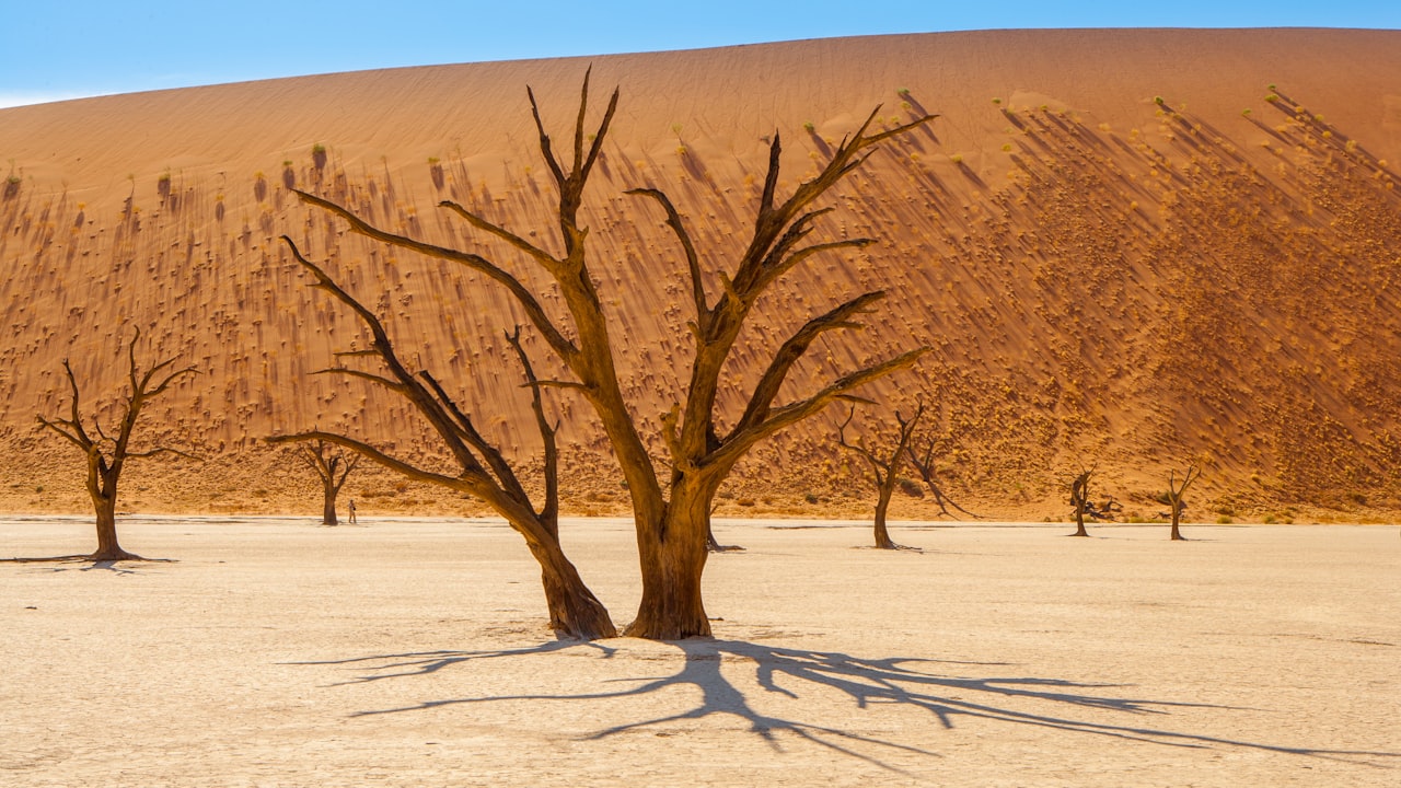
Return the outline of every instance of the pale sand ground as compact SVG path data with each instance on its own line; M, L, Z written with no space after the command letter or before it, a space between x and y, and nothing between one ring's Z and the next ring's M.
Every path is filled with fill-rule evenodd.
M129 520L178 562L0 565L0 784L1401 781L1395 527L772 526L720 524L716 639L581 645L499 524ZM566 534L626 621L626 523Z

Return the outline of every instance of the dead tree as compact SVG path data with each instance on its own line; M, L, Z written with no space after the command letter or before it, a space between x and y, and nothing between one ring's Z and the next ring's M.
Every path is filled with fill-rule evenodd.
M132 344L126 348L127 391L125 393L125 412L112 430L112 435L108 435L102 429L102 422L97 416L92 418L95 437L83 425L78 383L73 377L73 367L69 366L67 359L63 359L63 372L67 374L69 388L73 393L69 418L49 419L43 415L35 416L41 429L49 429L62 435L87 457L87 491L88 498L92 499L92 509L97 513L97 550L85 557L91 561L142 561L140 555L122 550L122 545L116 540L116 482L122 477L126 461L139 457L154 457L157 454L189 457L185 451L165 446L157 446L146 451L132 450L132 433L136 429L136 419L142 415L142 408L146 407L146 402L165 393L177 380L189 374L199 374L199 370L192 366L171 370L171 365L175 363L174 358L158 362L143 373L136 363L136 341L140 337L142 331L137 328L132 337Z
M300 451L297 451L297 456L321 480L321 524L324 526L335 526L338 523L336 498L340 495L340 488L345 487L346 480L350 478L350 471L360 464L360 454L352 453L347 456L340 449L332 449L331 454L328 454L326 450L331 446L335 444L328 444L325 440L311 440L298 446Z
M368 372L335 366L324 369L318 374L345 374L361 379L408 400L437 433L460 471L457 475L448 475L425 470L387 454L364 440L321 430L280 435L268 440L272 443L333 443L413 481L447 487L485 502L504 517L516 533L525 538L525 545L539 564L541 585L545 590L545 604L549 609L551 628L559 637L566 638L594 639L616 637L618 630L614 627L608 610L588 590L588 586L584 585L583 578L580 578L573 562L565 555L565 550L559 543L559 453L555 443L556 425L552 425L545 416L545 405L541 400L544 383L537 379L530 358L525 355L520 327L516 328L514 334L506 334L506 339L516 349L520 360L525 387L531 391L531 409L535 414L535 426L545 446L542 471L545 501L538 509L502 450L478 430L472 418L448 395L439 380L429 370L412 372L394 349L394 342L389 339L389 334L380 318L336 285L325 271L307 259L290 237L283 236L282 240L291 250L291 255L297 262L315 278L314 287L331 293L332 297L350 307L374 337L370 349L342 353L342 358L375 356L380 359L380 366L384 367L381 372Z
M1094 468L1082 470L1070 481L1070 506L1075 510L1075 533L1070 536L1090 536L1090 531L1084 530L1084 513L1090 508L1090 477L1093 475Z
M855 415L856 407L852 405L850 412L846 414L846 421L836 428L836 443L842 449L862 457L870 466L871 478L876 482L876 547L880 550L899 550L899 545L891 541L890 530L885 529L885 512L890 509L890 499L899 480L899 466L905 461L909 451L909 440L915 435L915 428L919 425L920 416L925 415L925 404L919 402L915 407L915 415L909 416L908 421L899 415L899 411L895 411L895 421L899 423L899 439L895 443L895 450L888 457L877 456L874 450L866 446L866 440L862 437L857 437L856 443L846 442L846 428L852 423Z
M929 443L925 446L925 451L922 454L916 454L913 442L911 442L911 444L905 447L905 458L909 460L911 467L915 468L919 478L925 482L925 487L927 487L929 492L934 496L934 503L939 505L939 513L944 517L957 520L958 517L948 510L948 508L953 506L974 520L981 519L981 515L974 515L960 506L958 502L944 492L943 485L939 484L939 470L934 467L934 444L936 440L930 437Z
M685 254L689 299L695 310L695 317L686 324L695 351L689 381L685 393L678 391L677 404L661 418L661 443L665 446L665 456L658 473L647 451L647 440L640 432L640 419L629 409L623 397L615 366L615 342L604 308L605 300L597 290L597 282L602 278L594 276L588 268L584 245L588 230L579 224L586 184L604 149L608 128L618 108L618 91L614 90L595 133L586 135L588 109L586 74L573 123L573 140L567 149L572 156L567 158L556 156L553 142L545 132L535 95L528 87L525 94L539 136L541 157L559 191L556 216L560 251L546 251L528 237L478 216L455 202L444 201L439 205L460 216L476 231L510 245L549 276L558 286L558 296L569 313L567 324L556 322L556 317L545 308L541 293L532 292L521 279L493 261L380 230L336 203L305 192L297 193L304 202L321 206L343 219L354 233L465 265L511 293L535 331L573 377L552 384L573 388L588 401L608 436L622 468L623 481L628 482L643 587L637 616L626 634L654 639L709 635L710 623L700 597L700 575L708 555L706 534L710 526L712 501L734 466L758 442L821 412L834 400L862 384L911 366L927 348L853 370L815 393L776 404L789 372L818 337L859 328L857 317L871 311L871 307L884 297L884 292L870 292L825 314L811 317L799 327L775 352L750 394L744 412L727 419L729 428L723 430L717 426L720 376L751 310L759 296L778 279L815 255L856 250L873 243L871 238L806 243L814 231L814 223L834 210L813 209L811 205L857 170L874 146L923 125L932 116L871 133L870 126L880 109L877 108L853 135L832 150L831 161L821 172L799 184L783 201L778 198L782 147L779 135L773 135L750 243L737 261L710 275L705 273L700 251L671 199L651 188L628 192L653 201L664 213L665 224Z
M1187 475L1182 477L1182 484L1177 484L1177 471L1167 473L1167 503L1173 508L1173 531L1168 538L1173 541L1187 541L1182 531L1177 529L1177 523L1182 516L1182 510L1187 509L1187 488L1192 485L1194 481L1201 478L1202 471L1196 466L1187 466Z

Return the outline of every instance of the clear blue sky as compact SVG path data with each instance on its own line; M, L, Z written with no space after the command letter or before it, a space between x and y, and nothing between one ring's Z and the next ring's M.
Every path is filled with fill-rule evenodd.
M0 0L0 107L391 66L992 28L1401 28L1401 0Z

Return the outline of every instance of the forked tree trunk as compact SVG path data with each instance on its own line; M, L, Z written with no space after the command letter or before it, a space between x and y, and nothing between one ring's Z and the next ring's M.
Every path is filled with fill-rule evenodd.
M588 590L559 545L527 541L527 547L539 562L549 628L584 641L616 638L618 630L608 617L608 609Z
M136 561L140 555L122 550L116 541L116 496L102 495L90 491L92 509L97 513L97 550L88 558L91 561Z
M1170 537L1173 541L1187 541L1187 537L1182 536L1182 531L1177 529L1177 522L1181 517L1182 517L1182 508L1173 506L1173 534Z
M1075 481L1070 482L1070 505L1075 506L1075 533L1070 536L1090 536L1084 530L1084 510L1090 506L1090 477L1094 474L1094 468L1087 471L1080 471Z
M335 480L321 480L321 484L325 488L322 494L321 524L333 526L339 522L336 520L336 496L340 494L340 487Z
M1084 506L1075 508L1075 533L1070 536L1090 536L1090 531L1084 530Z
M639 527L642 602L625 635L653 641L679 641L710 635L710 620L700 597L705 572L706 531L710 509L706 496L672 488L657 527Z
M890 474L894 480L895 474ZM895 492L895 484L883 484L880 487L880 496L876 499L876 547L880 550L895 550L898 545L890 538L890 530L885 529L885 512L890 510L890 498Z

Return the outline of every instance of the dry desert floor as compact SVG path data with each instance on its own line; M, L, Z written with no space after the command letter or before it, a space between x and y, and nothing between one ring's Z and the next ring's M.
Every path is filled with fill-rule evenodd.
M0 564L6 787L1401 784L1395 527L720 522L672 644L551 638L490 520L120 527L174 561ZM565 533L625 623L629 523Z

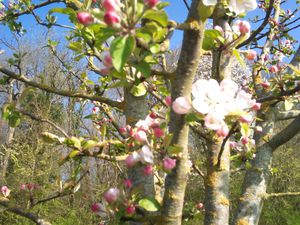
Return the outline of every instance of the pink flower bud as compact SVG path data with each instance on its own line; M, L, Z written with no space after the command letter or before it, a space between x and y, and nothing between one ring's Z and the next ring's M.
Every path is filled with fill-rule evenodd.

*What is required*:
Reproduce the lines from the one containing "Return the outline of every instance of the forked" through the one containing "M1075 481L1070 482L1070", substituting "branching tree trunk" for "forked tree trunk" and leaving everything else unchanged.

*Written response*:
Return the outline of every instance of the branching tree trunk as compact SVG path data with each instance on its own line; M, L, Z written with no space after the command letter or before it, a space between x and y, and nothing between one ring's Z and the next ring's M.
Every path is filled with fill-rule evenodd.
M588 590L559 545L527 541L527 547L539 562L549 628L584 641L616 638L618 630L608 617L608 609Z
M136 561L140 555L122 550L116 541L116 496L102 495L90 491L92 509L97 513L97 550L88 558L91 561Z
M1170 537L1173 541L1187 541L1187 537L1182 536L1182 531L1177 529L1177 522L1181 517L1182 517L1182 508L1173 506L1173 534Z
M1075 481L1070 482L1070 505L1075 506L1075 533L1070 536L1090 536L1084 530L1084 510L1090 506L1090 477L1094 474L1094 468L1087 471L1080 471Z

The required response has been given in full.